§ **Texto para leitura**

Era comum até a década de 60 pensar uma relação estável entre inflação e desemprego. Isto é, menos inflação estava irremediavelmente associada a mais desemprego. Essa visão perdeu espaço com os trabalhos pioneiros de Friedman e Phelps, que mostraram que era preciso levar as expectativas dos agentes em consideração [em termos empíricos, adicionar as expectativas na Curva de Phillips]. A relação estável até então considerava as expectativas de inflação implicitamente iguais à nulidade, o que não é algo que retrata a realidade. Os empresários e trabalhadores, afinal, pensam na inflação quando olham para o futuro e formam preços ou pedem aumentos salariais. Se eles esperam mais inflação no futuro, aumentam preços ou pedem maiores salários, o que acaba por retroalimentar o processo inflacionário. Ora, se é assim, a credibilidade do banco central tem um papel importante a desempenhar em um processo de desinflação, não é mesmo?
Se as pessoas entendem que o banco central está comprometido com uma inflação futura mais baixa, eles tendem a pedir menores aumentos salariais ou reajustar menos os preços. Essa menor expectativa de inflação reduz a própria inflação futura, o que gera um custo de desinflacionar a economia, em termos de emprego, menor. Logo, leitor, aquela relação estável entre inflação e emprego - ou "taxa de sacrifício" para os economistas - tem de ser relativizada. É preciso levar em consideração a seguinte pergunta: o banco central tem credibilidade? Ele é visto como uma instituição comprometida com uma inflação baixa? As respostas para essas perguntas é que vão dizer qual a variação de desemprego necessária para desinflacionar a economia. Em uma situação de credibilidade perfeita, a "taxa de sacríficio" pode ser nula ou o que os economistas chamam de desinflação indolor. Isto porque, se o banco central tem credibilidade perfeita, ao anunciar seu plano de desinflação, os agentes acreditam no anúncio e reduzem suas expectativas de inflação. Logo, a inflação se reduz sem o custo temporário de desemprego. Evidentemente, não é esse o caso atual no Brasil, não é mesmo?
Na nossa conjuntura atual o banco central precisará ganhar credibilidade para que a relação mostrada pelo gráfico acima tenha efeito. Quanto maior for o ganho de credibilidade, menor será a inflação. Isso não passa necessariamente, ao contrário do que alguém pode pensar a princípio, por aumento de juros no curto prazo. Aumentar a transparência, com incremento da clareza na comunicação da autoridade monetária, pode cumprir papel importante nesse sentido. Mostrar que está comprometido com menos inflação no futuro, em geral, está associado a ganhos de credibilidade. E qual é o efeito líquido da credibilidade na redução da inflação?

§ **Dados extraídos**
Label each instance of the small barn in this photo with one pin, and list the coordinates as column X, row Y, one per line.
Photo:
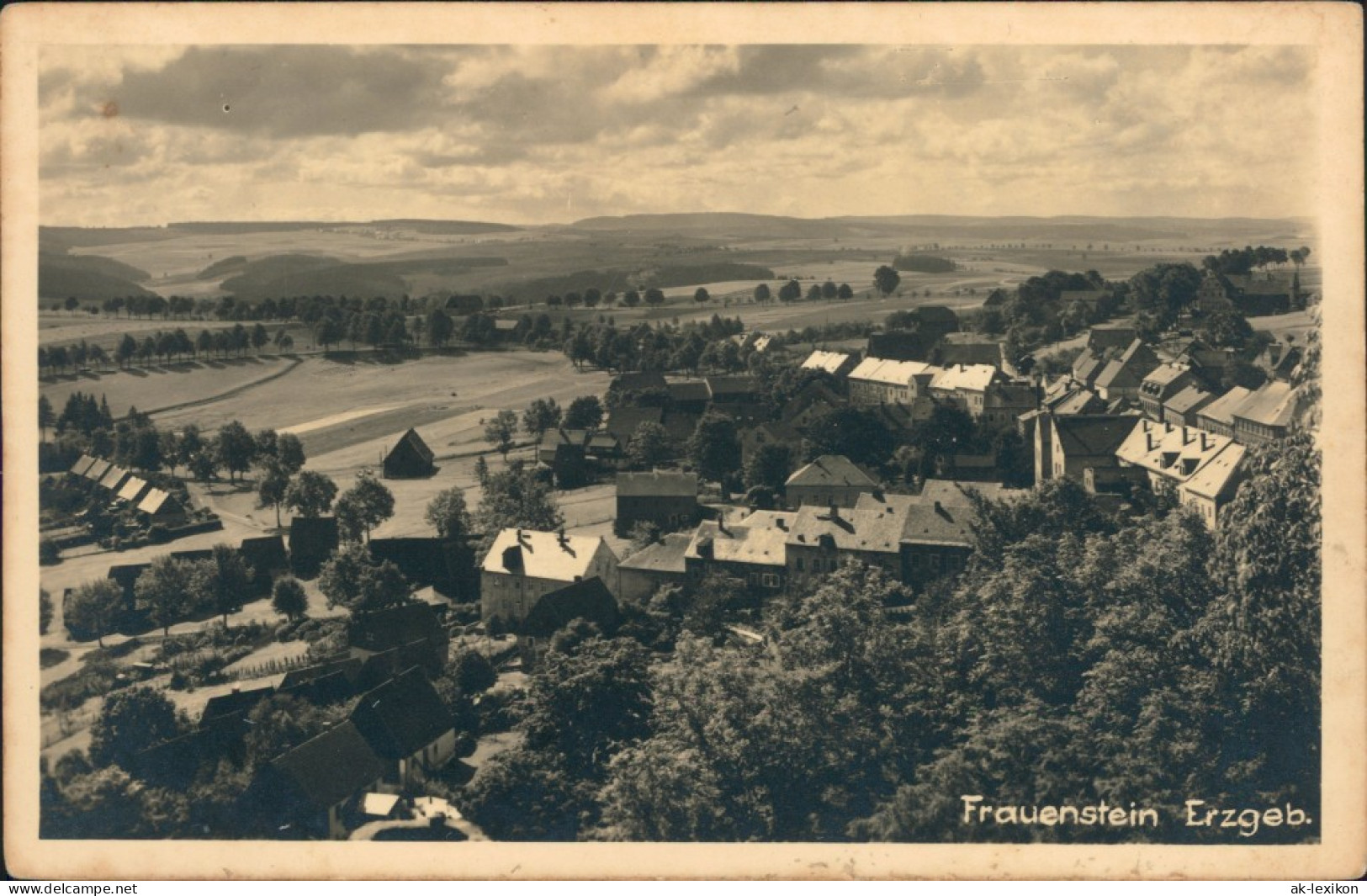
column 159, row 506
column 411, row 459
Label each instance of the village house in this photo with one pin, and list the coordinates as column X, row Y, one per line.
column 590, row 601
column 1211, row 487
column 82, row 464
column 733, row 390
column 658, row 564
column 417, row 627
column 1183, row 408
column 1279, row 360
column 838, row 364
column 525, row 564
column 1089, row 364
column 750, row 550
column 133, row 490
column 114, row 479
column 1005, row 401
column 312, row 791
column 665, row 500
column 1268, row 415
column 689, row 395
column 623, row 421
column 409, row 459
column 829, row 480
column 1217, row 416
column 1169, row 454
column 967, row 387
column 824, row 539
column 1161, row 384
column 878, row 380
column 159, row 506
column 1122, row 375
column 408, row 727
column 1065, row 448
column 1250, row 294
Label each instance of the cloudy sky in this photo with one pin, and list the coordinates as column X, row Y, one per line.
column 539, row 135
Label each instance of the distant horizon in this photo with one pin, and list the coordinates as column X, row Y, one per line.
column 1299, row 219
column 546, row 135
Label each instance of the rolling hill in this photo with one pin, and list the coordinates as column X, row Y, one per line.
column 87, row 278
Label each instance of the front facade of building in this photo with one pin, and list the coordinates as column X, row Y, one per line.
column 522, row 565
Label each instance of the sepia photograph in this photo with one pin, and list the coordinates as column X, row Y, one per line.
column 863, row 432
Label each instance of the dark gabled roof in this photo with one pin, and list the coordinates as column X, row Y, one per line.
column 656, row 485
column 402, row 716
column 689, row 390
column 313, row 537
column 732, row 386
column 588, row 599
column 411, row 448
column 1093, row 435
column 968, row 353
column 665, row 555
column 680, row 426
column 421, row 559
column 830, row 471
column 266, row 552
column 395, row 627
column 234, row 703
column 96, row 471
column 1130, row 368
column 931, row 522
column 625, row 421
column 331, row 767
column 638, row 382
column 347, row 666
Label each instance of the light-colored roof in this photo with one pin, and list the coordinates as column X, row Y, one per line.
column 1188, row 400
column 114, row 478
column 1091, row 435
column 830, row 469
column 153, row 500
column 972, row 378
column 1272, row 406
column 892, row 373
column 849, row 530
column 1222, row 408
column 96, row 471
column 953, row 491
column 1217, row 475
column 542, row 554
column 131, row 489
column 829, row 362
column 379, row 803
column 1165, row 375
column 739, row 543
column 1176, row 453
column 656, row 485
column 663, row 555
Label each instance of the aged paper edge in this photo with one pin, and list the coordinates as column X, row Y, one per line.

§ **Lista de tarefas**
A - Explique, em uma a três frases, por que o texto sobre inflação e credibilidade diz que a "taxa de sacrifício" pode ser nula quando o banco central tem credibilidade perfeita.
B - De acordo com o texto sobre inflação e credibilidade, os trabalhos pioneiros de quem fizeram perder espaço a ideia de uma relação estável entre inflação e desemprego?
C - Dê continuidade ao texto sobre inflação e credibilidade a partir da última frase.

§ **Respostas por tarefa**
A - Com credibilidade perfeita, quando o banco central anuncia seu plano de desinflação, as pessoas acreditam no anúncio e passam a esperar menos inflação. Com isso, a inflação cai sem o custo temporário de desemprego, o que os economistas chamam de desinflação indolor.

B - Friedman e Phelps.

C -
Bom, para mostrar como um ganho de credibilidade pode ajudar a reduzir a inflação vou fazer um exercício aqui, substituindo as expectativas na Curva de Phillips por um índice de credibilidade. Antes, claro, preciso mostrar que raios de índice de credibilidade é esse. O que uso nesse exercício é retirado de de Mendonça e Souza (2007) e tem a seguinte configuração:
O índice penaliza o desvio entre expectativa e meta de inflação: quanto maior for [o desvio], menor a credibilidade do banco central. É normalizado, variando de 0 a 1, onde 1 está associado à máxima credibilidade. Nessa situação ideal, as expectativas dos agentes são a própria meta de inflação. No caso contrário, é 0 quando a expectativa para inflação está fora dos limites superior e inferior do regime de metas. O gráfico do índice é posto abaixo.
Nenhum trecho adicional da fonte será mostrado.